In den Tagen danach konnten die Ruderer die Spiele und die Atmosphäre genießen. Sie besuchten die Wettkämpfe, vor allem in ihrer Sportart, waren Gäste bei Empfängen. Etwa bei einem Treffen aller damals noch lebenden deutschen sowie internationalen Olympiasiegern wie zum Beispiel Jesse Owens, Held der Spiele von Berlin, oder Johnny Weissmüller, der 1924 und 1928 insgesamt fünf Goldmedaillen im Schwimmen gewonnen hatte und danach auch als Tarzan-Darsteller berühmt wurde.

→ ZU ERLEDIGEN
(1) Als welcher Filmdarsteller wurde Johnny Weissmüller laut dem Artikel nach seinen Olympiasiegen berühmt?
(2) Schreibe die Auflistung neu: Beginne bei der Zeile mit „Target: river water“ und gehe bis zum Ende der Auflistung. Ersetze dabei „drop a dot on every instance“ durch „mark every instance with a dot“, lass alles Übrige unverändert und übernimm keine Bilder in die Antwort.

→ BEREITGESTELLTE ANGABEN

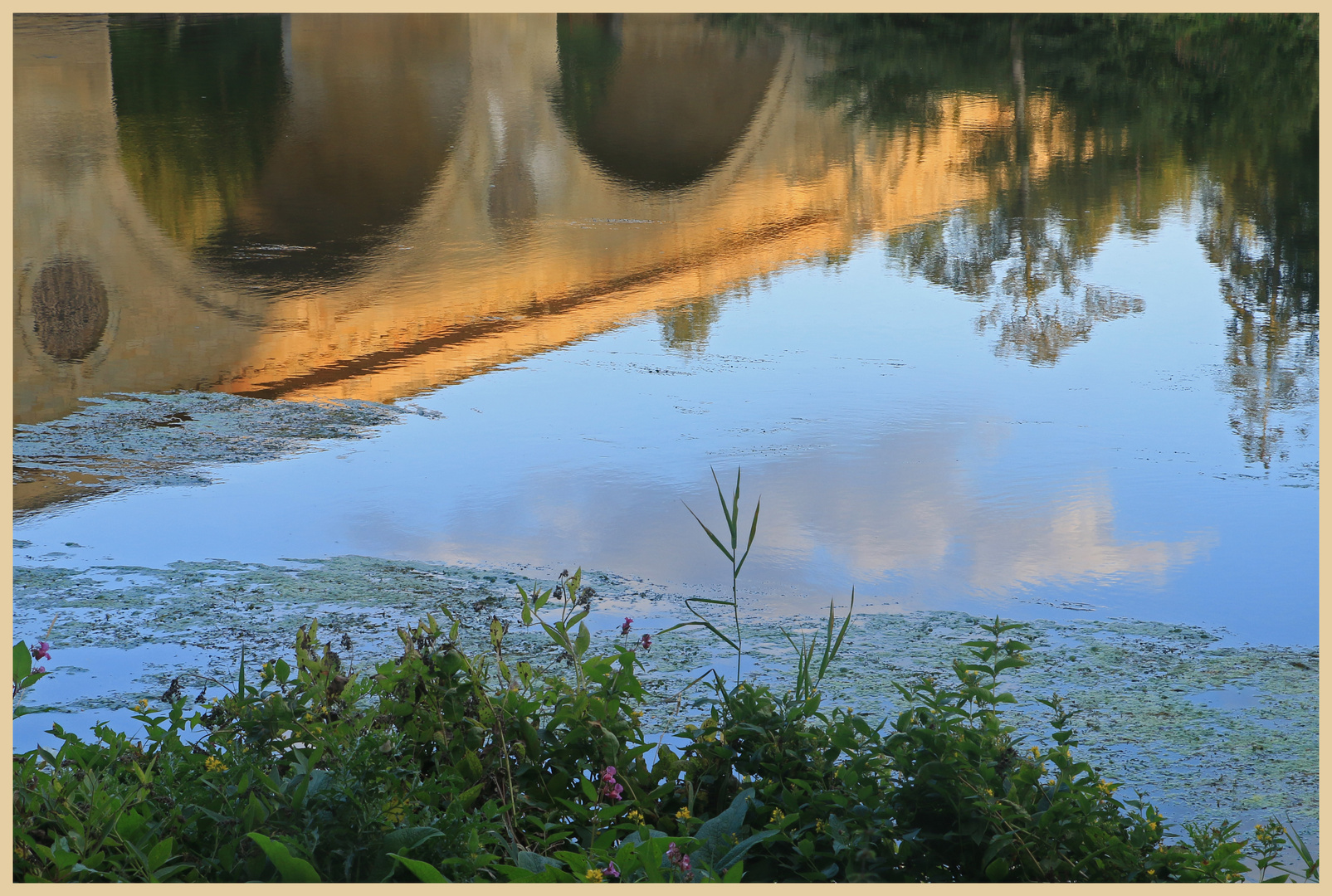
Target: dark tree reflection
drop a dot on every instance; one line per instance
(1112, 121)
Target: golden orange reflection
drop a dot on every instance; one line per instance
(502, 232)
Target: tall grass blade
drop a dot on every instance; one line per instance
(753, 530)
(730, 522)
(715, 541)
(706, 625)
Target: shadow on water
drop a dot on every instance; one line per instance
(285, 154)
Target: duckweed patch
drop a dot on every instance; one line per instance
(1149, 697)
(152, 440)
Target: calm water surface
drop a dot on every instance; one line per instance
(1018, 319)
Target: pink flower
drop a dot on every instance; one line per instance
(610, 788)
(680, 860)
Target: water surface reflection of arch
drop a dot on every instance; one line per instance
(653, 107)
(520, 242)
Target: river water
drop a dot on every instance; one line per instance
(997, 316)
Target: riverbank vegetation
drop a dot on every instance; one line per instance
(440, 764)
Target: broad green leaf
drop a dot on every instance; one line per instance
(536, 863)
(422, 869)
(715, 832)
(715, 539)
(738, 851)
(293, 869)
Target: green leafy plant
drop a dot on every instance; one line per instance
(446, 766)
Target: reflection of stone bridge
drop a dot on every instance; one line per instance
(508, 222)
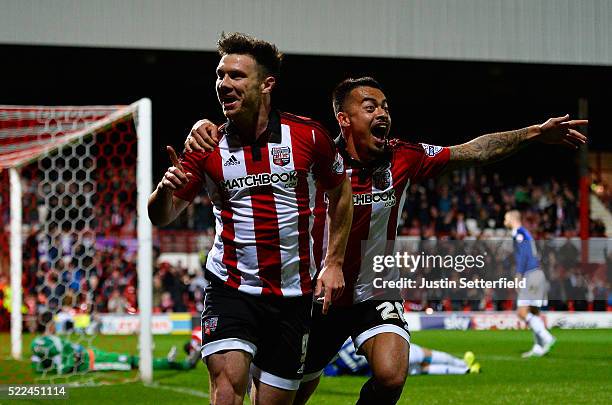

→ ERGEBNISSE JE AUFGABE
(1) Als Tarzan-Darsteller.

(2)
Target: river water
mark every instance with a dot; one line per instance
(997, 316)
Target: riverbank vegetation
mark every instance with a dot; one line per instance
(440, 764)
Target: broad green leaf
mark every instance with a dot; one line per instance
(536, 863)
(422, 869)
(715, 832)
(715, 539)
(738, 851)
(293, 869)
Target: green leafy plant
mark every instance with a dot; one line per instance
(446, 766)
Target: reflection of stone bridge
mark every instance with a dot; one line per instance
(508, 222)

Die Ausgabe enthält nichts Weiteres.